* START Data rows *
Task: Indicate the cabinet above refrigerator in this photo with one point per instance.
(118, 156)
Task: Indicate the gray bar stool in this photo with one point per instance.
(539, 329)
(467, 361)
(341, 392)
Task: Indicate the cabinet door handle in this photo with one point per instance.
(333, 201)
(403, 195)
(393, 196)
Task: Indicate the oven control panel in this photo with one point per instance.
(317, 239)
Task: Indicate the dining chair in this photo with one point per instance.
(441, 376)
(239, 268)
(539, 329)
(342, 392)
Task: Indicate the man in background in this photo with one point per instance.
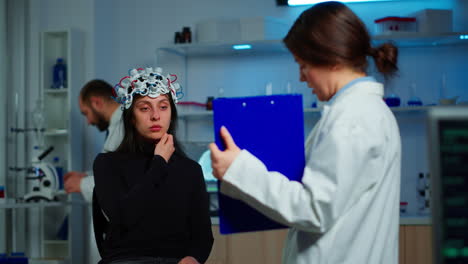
* END Data rows *
Rewrite every line of the records above, requests included, but scale each point coordinate in the answers by 0.85 and round it to a whole number, with halves rounded up. Leave the pictures out of your answer.

▶ [Written response]:
Task: Indicate the cabinet above refrigerator in this photo with one point per instance.
(100, 133)
Task: Indicate the gray bar stool in this photo with one point per instance.
(458, 280)
(397, 307)
(290, 333)
Task: Indicate the cabinet door handle in this photo with one point per instance.
(283, 171)
(343, 166)
(334, 167)
Task: Indicate the oven control panel in this photo with one point per instance.
(269, 203)
Task: Indicate the dining chair in this photo with one point per instance.
(375, 320)
(203, 228)
(458, 280)
(291, 333)
Task: Indicate the man in background in this photo with one point per instance.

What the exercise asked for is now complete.